» Exercise prompt
Exclude all pictures from your copy of the data below, which should otherwise match exactly.
----- Records to process
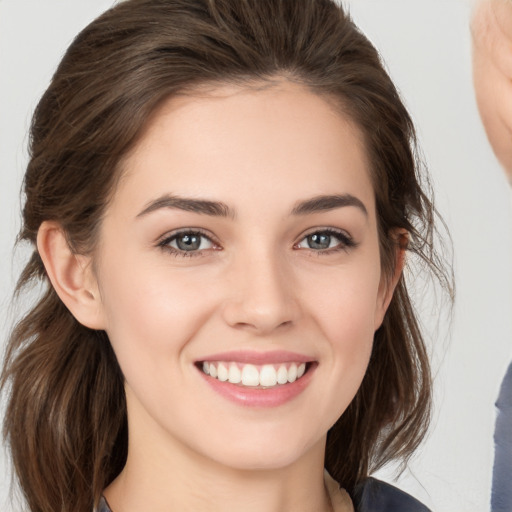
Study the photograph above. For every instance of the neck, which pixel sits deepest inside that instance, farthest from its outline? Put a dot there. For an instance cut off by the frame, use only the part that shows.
(153, 480)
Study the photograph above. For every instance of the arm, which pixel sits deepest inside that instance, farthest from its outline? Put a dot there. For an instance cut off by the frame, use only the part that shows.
(491, 29)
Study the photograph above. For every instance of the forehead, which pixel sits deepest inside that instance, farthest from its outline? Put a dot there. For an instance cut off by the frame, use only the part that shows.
(237, 141)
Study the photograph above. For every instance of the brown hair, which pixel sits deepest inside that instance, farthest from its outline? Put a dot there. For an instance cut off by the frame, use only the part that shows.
(66, 414)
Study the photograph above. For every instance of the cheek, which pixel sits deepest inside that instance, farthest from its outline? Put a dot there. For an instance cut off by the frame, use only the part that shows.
(151, 314)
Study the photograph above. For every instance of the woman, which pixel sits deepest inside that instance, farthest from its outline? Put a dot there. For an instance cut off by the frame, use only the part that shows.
(220, 197)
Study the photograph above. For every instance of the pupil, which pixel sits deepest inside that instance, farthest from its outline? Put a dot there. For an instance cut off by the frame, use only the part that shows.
(188, 242)
(319, 241)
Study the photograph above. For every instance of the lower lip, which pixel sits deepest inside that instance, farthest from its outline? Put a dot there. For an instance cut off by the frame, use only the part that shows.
(258, 397)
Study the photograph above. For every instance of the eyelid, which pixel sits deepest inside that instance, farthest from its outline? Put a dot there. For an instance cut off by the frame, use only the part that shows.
(346, 239)
(163, 241)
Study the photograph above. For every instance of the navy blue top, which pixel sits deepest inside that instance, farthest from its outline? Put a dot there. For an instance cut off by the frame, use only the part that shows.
(370, 496)
(501, 498)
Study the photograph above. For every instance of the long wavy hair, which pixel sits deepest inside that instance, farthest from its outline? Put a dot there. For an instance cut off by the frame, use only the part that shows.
(65, 421)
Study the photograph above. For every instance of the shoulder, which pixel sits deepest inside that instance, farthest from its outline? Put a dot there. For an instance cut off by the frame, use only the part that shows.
(373, 495)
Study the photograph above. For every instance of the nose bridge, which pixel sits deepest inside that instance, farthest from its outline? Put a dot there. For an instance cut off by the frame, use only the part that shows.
----------
» Solved problem
Study the photograph above. For every instance of the neck, which pixel sits deepest inside that instance, farthest from its outline? Put a dot there. For an instance cut off by the frame, use only the part that shows.
(153, 480)
Study the photograph above. For every instance of the arm, which pixel sits deepest inside that instance, farthest from its outline? Put a dot there. For an instance cut off by the frame, use only the part that shows.
(491, 29)
Study the photograph above. For every instance of the forehead, which pixel sits deepest inside that instance, farthest from its outline? Put a dot there. For an instance cut off by the frame, use only the part that shows.
(237, 141)
Study the photograph above. For every instance of the brown hair, which pixel sits deepest inside that instance, farthest from its outline? Put a dot there. For an instance cut off by the frame, use only the part that shows.
(66, 414)
Study the photograph above. For every instance of the cheek, which pixel sits deepest inside that instance, farthest from its outline? Put a dot there. For an instance cut off by the frame, use only the part that shows.
(151, 314)
Study the photograph above. For every instance of the woman, which pixel sits deepest inside that instance, farthest from its outline? Put a dot there. For an instance cut off by the frame, use only the part that shows.
(220, 197)
Study the photograph above. For every instance of the pupil, which pixel sits deepest inside that instance, farthest from its outline? Put a dot there. For an instance cut off by the frame, use only the part that shows.
(188, 242)
(319, 241)
Study the photograph above. For every instance of the lower lip, which pixel sits deepest inside that instance, farthest from its outline? Put a dot there. For an instance cut off by the frame, use only the part that shows.
(258, 397)
Study the photograph above. For every instance of the eyelid, which pixel sits deepest inside that instance, farthest from its outline? Put a dot there. For an instance cut off by the frame, use only the part that shows.
(346, 239)
(163, 241)
Study the photograph above. For every instance of the navy blue top, which pixel sits deepest inside that instance, farthest from its outline? Put a dot there. For an instance cut off by the frame, use only the part that shows.
(370, 496)
(501, 498)
Study the photograph above. For every instance of the long wavy hair, which pixel sits deepest inside that instance, farthest from its outline? Put a dot there. For an instance cut off by the frame, use only the part that shows.
(65, 421)
Study the photograph above. For every instance of the shoulder, which pixel sits deepest inside that instance, farthest from its outline? Put a dot there. For an instance cut off by the frame, use only the part that shows.
(373, 495)
Study the photograph above. For every instance of the nose bridge, which pixel sits deepest inside that instance, farthest from its outline? Put a dot there. For an instance cut off by the frame, use only the part that shows.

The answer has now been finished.